[Exercises to complete]
**A.** In the essay on adulthood, what will happen to the writer's ACA coverage at age 26?
**B.** Summarize the essay on adulthood in two sentences.

[Page extract]
────────────────────────────────────────
In 2 days I will officially be an adult whether I like it or not. At the ripe age of 26, I'll be thrown off of the ACA, which I've been benefiting from through my parents, and then placed neatly, or so I hope, into the healthcare provided by my employer.
The confines of legal adulthood have, thus far, shown a myriad of simplicities and complexities; though, I'd argue that, when thrown into a baking bowl, I'd most often find 2 parts of the former and about 10 parts of the latter, but I digress...
Speaking from a personal point of view, adulthood feels like the months or weeks leading up to a war-time battle overseas. At one moment, I'm perfectly fine: laughing with friends, running errands, doing laundry, etc. And the next, like an avalanche of thought that hits me all at once, the fact that I'm about to be in a life-or-death battle swarms around all of my other little, insignificant musings and smothers them as if they were never in existence. Am I a part of a big enough troop? Will there be enough rations for my own sustenance? Will I have enough ammunition to secure myself? Will there be enough cover on the battlefield for me to dodge the deadliness of seemingly relentless offensive strikes that will, most assuredly, demoralize and petrify? Am I going to die? Am I going to die? Am I going to die?
────────────────────────────────────────
[Extracted information]
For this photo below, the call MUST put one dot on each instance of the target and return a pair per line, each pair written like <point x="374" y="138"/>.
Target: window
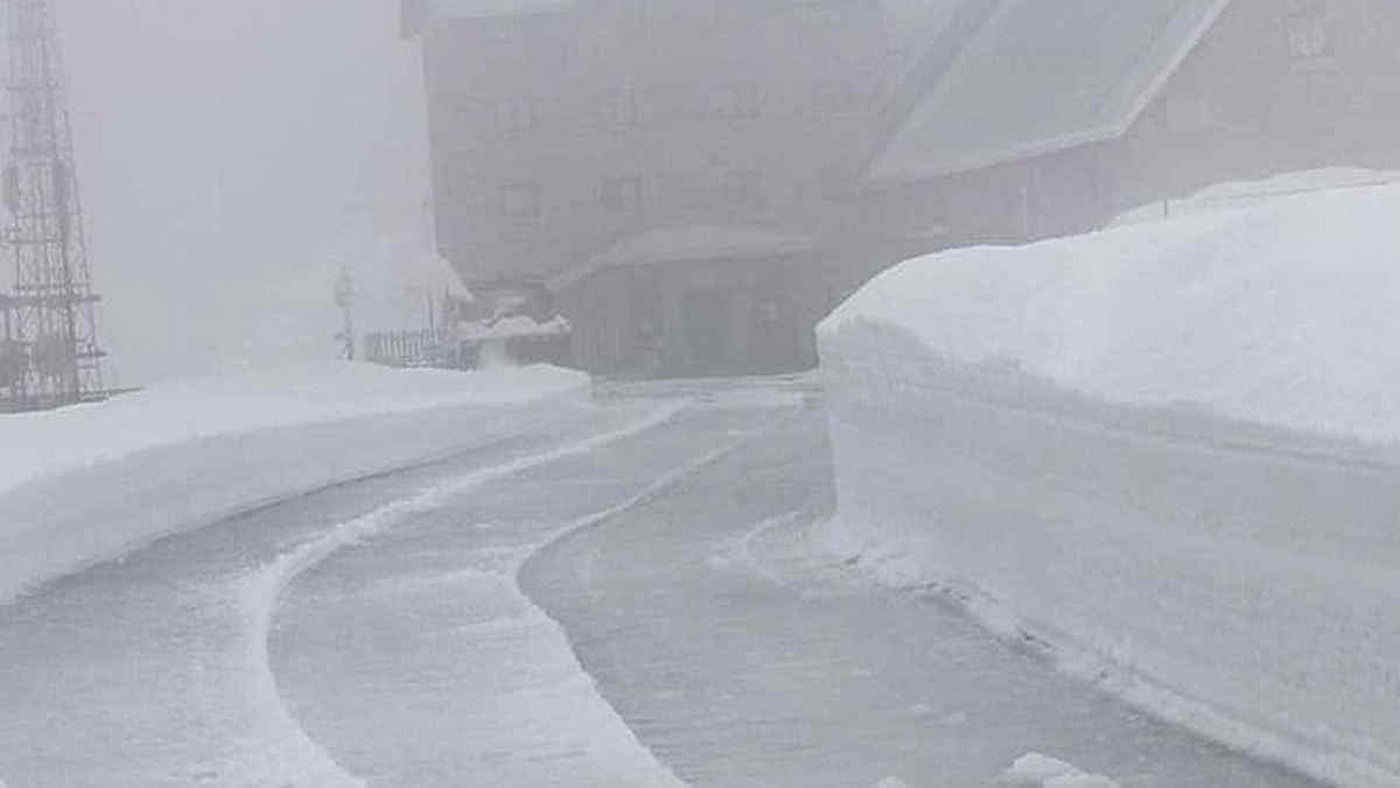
<point x="1309" y="31"/>
<point x="738" y="100"/>
<point x="744" y="188"/>
<point x="620" y="108"/>
<point x="521" y="200"/>
<point x="620" y="195"/>
<point x="515" y="115"/>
────────────────────────────────────────
[Written responses]
**A.** The writer will be taken off the ACA coverage received through their parents and, they hope, placed into the healthcare their employer provides.

**B.** Two days before turning 26, the writer reflects on losing ACA coverage through their parents and finds that legal adulthood has brought far more complexities than simplicities. The writer compares adulthood to the weeks before a battle overseas, when ordinary moments are suddenly overwhelmed by anxious questions about whether they will survive.